Provided passage
____
British artist Es Devlin’s dazzling installation, “Library of Us,” includes 2,500 books that hold personal meaning for Devlin, who also works as a set designer and has collaborated with artists like Bad Bunny and Lady Gaga. The book collection—color-coded to create a rainbow gradient—contains everything from childhood favorites to plays Devlin has created sets for.
The 20-foot-tall bookshelf, which sits on the sands of Miami Beach, explores “how we build ourselves out of what we read,” the artist tells the New York Times’ Nazanin Lankarani. “It’s an experiment in seeing through the eyes of others.”
The bookshelf was commissioned by Faena Art, a nonprofit that often funds large-scale installations during Art Basel inside and nearby the beachside Faena Hotel. The organization celebrates its 10th anniversary this year.
“I thought it would be great to invite Es because she’s bold, magnificent, strong and magical,” Argentine developer and collector Alan Faena, the founder of Faena Art, tells the Times.
“Library of Us” invites members of the public to step onto its slowly rotating platform and, if they’re so inclined, pick up one of the extra volumes placed on a long curved table, sit down on one of the installation’s benches and read. The installation also features an LED screen stretching across the library and projecting lines from the books.
The library’s compass-like form was inspired by Italian novelist Umberto Eco, who described libraries as “a compass of the mind, pointing us in the direction of new explorations,” Devlin tells Artnet’s Sarah Cascone.
Quick fact: What is Umberto Eco famous for?
The Italian writer is best known for his novel The Name of the Rose, a murder mystery published in 1980.
____
Entries
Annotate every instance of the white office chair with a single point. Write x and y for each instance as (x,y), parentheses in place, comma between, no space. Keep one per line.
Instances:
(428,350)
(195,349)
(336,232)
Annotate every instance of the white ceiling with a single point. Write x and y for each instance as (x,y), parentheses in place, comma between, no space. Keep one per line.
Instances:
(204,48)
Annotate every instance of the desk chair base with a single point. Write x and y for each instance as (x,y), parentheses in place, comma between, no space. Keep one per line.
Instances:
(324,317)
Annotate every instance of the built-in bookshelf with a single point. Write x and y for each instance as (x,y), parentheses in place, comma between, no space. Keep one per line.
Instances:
____
Given request A
In the article on Es Devlin's "Library of Us" installation, which nonprofit commissioned the bookshelf?
Given request B
Resume the article on Es Devlin's "Library of Us" installation, starting immediately after its final sentence.

Answer A
Faena Art commissioned the bookshelf.

Answer B
A voracious reader, Devlin says she reads as many as 300 books in one year. When her installation concludes, she plans to donate the books to Miami public schools and libraries so others can read them, too, reports Artnet.
But some of the 2,500 books Devlin selected have been banned from some schools and libraries across the country, including in Florida. She says these bans helped inform her project, which features many titles with different viewpoints sitting side by side on the shelves.
“I couldn’t live without Margaret Atwood. I couldn’t live without Octavia Butler. I couldn’t live without Toni Morrison. So they’re all there, and they’re not banned here, but they are banned in some places,” she tells the Miami Herald’s Amanda Rosa.
“That’s something you feel when you see the waters rising on this collection of books that disagree with each other. We must be allowed to hold contrasting ideas together.”
Visitors to Miami Art Week were moved by the installation, as the Associated Press’ Daniel Kozin reports.
“I’m blown away,” Kaz Fernandez, a visitor who spent more than half an hour at “Library of Us,” tells the AP. “I feel inspired. I feel connected. And just to know that these are the books that inspired her, it’s a gift.”